* BEGIN SOURCE DOCUMENT *

JSP and HTML parser for JAVA

Karl Cheng picture Karl Cheng · Oct 30, 2012 · Viewed 7.7k times · Source

I have been using Jsoup for parsing my HTML files and so far it does a great job. However, it's not able to parse any server tags ( <% ... %> ). I decided to extend it but I cannot find an easy way to extend its Parser and all those private/package level classes (i.e. TreeBuilder, TransitionState ... etc)...

So I started looking at Jericho as it claims it can parse server tags - however, its documentation is so poor that I cannot even get started easily. And seems like its API is not as friendly as what Jsoup provides - it's not that straight forward to extract some nodes and move it around ...

I wonder if anyone has the similar situation before and how you get it solved? In short, I just want to parse JSP files in Java. (Well .. please don't ask me to implement one by myself ;p )

Answer

Karl Cheng picture Karl Cheng · Nov 6, 2012

Lastly I get a workaround: put server code block in a HTML comment block so that 1) server code can get executed correctly; 2) Jsoup can process the whole block as a HTML comment node without touching anything inside.

e.g.

* END SOURCE DOCUMENT *
* BEGIN DATA EXCERPT *

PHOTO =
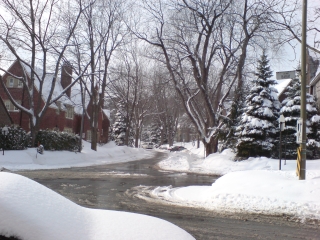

* END DATA EXCERPT *

### GIVEN EXERCISE 1
Answer these from the JSP parsing thread:
(a) Which kind of tags is Jsoup unable to parse?
(b) What about Jericho keeps the poster from getting started easily?
(c) Inside what kind of block does the workaround place the server code?
### GIVEN EXERCISE 2
In the JSP parsing thread, switch "documentation" to "reference material" and write out the passage that begins at the words "So I started"; stop after "myself ;p )".

### FINISHED ANSWER 1
(a) Server tags ( <% ... %> ).
(b) Its documentation is so poor.
(c) A HTML comment block.

### FINISHED ANSWER 2
So I started looking at Jericho as it claims it can parse server tags - however, its reference material is so poor that I cannot even get started easily. And seems like its API is not as friendly as what Jsoup provides - it's not that straight forward to extract some nodes and move it around ...

I wonder if anyone has the similar situation before and how you get it solved? In short, I just want to parse JSP files in Java. (Well .. please don't ask me to implement one by myself ;p )